## EXTRAIT
Piss and love (in the bucket)

, par Melody Buffalo


« Chaque race a son odeur, que détestent les autres races. Le commissaire Maigret avait ouvert la fenêtre, fumait sans répit, mais de sourds relents continuaient à l’incommoder. »
(Georges Simenon, Pietr-le-Letton (1929)

1- Calcul rationnel d’intérêt : confier la garde des troupeaux de moutons au loup, le salaire de celui-ci étant indexé sur la production de lait. Il doit donc, dans son propre intérêt, renoncer à égorger les brebis et veiller à ce que ses congénères s’en abstiennent aussi. Le berger se contente de monter à l’alpage une fois toutes les deux semaines pour collecter le lait, lui verser son salaire et vérifier que le compte des brebis est bon. Ici, on entre dans le domaine de la rationalisation de l’emploi de la force de travail.

2- Nouveau cauchemar dantesque de N. : pendant la nuit, des fêtards complètement à la dérive avaient désacralisé le collège Samuel Paty, et bombé sur la façade : « Ecole des sorciers Dominique Pélicot ».

3- les amas vertueux ressemblent aux essaims de mouches vertes (lucilia sericata) et bleues (calliphora vomitoria) sur des morceaux de bidoche pourrie. Ils sont partout – dans les journaux, sur les réseaux...

4- Labiche ou Courteline ? Les cocus intermittents sont les cousins des escargots : ils sont, comme ceux-ci, équipés de cornes rétractiles.

## TRAVAIL DEMANDÉ
Renvoyez à l'identique tout ce qui, dans l'extrait, va de « 2- Nouveau cauchemar » jusqu'à « sur les réseaux... ». Seul l'extrait fait foi comme source.

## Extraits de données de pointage
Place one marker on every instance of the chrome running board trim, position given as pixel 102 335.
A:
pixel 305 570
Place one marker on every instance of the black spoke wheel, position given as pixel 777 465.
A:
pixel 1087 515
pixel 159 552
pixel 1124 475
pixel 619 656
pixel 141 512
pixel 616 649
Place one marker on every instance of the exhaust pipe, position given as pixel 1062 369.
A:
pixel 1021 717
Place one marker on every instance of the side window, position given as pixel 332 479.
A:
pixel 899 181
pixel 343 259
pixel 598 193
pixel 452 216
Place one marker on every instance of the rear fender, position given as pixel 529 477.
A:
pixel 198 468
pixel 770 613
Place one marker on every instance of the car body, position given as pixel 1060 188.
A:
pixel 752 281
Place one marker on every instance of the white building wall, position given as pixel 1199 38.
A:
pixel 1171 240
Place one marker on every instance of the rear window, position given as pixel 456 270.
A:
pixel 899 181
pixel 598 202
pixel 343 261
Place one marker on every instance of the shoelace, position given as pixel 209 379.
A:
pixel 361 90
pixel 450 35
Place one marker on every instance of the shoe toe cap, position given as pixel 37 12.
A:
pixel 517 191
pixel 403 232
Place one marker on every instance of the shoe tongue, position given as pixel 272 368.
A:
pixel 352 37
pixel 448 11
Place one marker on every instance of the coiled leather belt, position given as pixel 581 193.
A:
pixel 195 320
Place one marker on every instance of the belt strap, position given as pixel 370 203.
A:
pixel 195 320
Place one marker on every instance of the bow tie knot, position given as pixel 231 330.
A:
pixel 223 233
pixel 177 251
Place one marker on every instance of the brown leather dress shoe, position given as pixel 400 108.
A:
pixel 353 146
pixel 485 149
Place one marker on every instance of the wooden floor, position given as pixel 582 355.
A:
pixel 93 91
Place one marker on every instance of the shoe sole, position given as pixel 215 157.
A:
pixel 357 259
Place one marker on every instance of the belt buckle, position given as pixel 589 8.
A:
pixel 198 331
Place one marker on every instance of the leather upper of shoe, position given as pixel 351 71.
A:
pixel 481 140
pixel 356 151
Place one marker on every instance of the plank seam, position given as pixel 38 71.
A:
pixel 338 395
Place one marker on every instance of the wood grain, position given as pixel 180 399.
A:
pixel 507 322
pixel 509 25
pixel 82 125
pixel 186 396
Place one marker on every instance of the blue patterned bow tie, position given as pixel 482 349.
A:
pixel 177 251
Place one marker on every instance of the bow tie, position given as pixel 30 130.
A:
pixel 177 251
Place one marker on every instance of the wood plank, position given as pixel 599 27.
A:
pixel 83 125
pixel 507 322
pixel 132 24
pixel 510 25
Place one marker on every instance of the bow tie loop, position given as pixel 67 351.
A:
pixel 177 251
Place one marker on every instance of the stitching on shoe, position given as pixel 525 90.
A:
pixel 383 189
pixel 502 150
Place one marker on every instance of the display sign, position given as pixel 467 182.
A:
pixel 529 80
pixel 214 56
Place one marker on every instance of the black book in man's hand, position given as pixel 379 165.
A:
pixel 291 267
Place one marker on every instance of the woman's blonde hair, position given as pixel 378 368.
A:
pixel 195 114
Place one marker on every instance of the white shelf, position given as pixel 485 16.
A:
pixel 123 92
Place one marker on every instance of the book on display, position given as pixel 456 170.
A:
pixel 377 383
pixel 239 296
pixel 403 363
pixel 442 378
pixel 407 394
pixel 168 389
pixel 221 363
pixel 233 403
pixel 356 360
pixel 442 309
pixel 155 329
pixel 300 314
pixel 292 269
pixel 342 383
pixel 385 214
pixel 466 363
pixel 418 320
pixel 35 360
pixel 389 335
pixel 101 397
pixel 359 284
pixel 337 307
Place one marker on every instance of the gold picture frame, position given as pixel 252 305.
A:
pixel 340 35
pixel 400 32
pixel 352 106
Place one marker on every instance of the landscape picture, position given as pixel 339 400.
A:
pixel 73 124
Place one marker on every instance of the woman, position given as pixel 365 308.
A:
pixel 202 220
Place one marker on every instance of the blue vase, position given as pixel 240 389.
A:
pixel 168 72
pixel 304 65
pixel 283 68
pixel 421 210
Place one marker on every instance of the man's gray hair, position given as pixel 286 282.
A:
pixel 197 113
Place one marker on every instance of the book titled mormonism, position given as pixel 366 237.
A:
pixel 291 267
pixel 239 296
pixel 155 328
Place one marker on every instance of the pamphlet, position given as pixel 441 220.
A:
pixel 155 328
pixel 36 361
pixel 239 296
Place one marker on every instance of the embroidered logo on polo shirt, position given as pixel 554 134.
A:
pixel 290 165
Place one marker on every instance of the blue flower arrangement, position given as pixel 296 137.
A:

## RÉPONSE FINALE
2- Nouveau cauchemar dantesque de N. : pendant la nuit, des fêtards complètement à la dérive avaient désacralisé le collège Samuel Paty, et bombé sur la façade : « Ecole des sorciers Dominique Pélicot ».

3- les amas vertueux ressemblent aux essaims de mouches vertes (lucilia sericata) et bleues (calliphora vomitoria) sur des morceaux de bidoche pourrie. Ils sont partout – dans les journaux, sur les réseaux...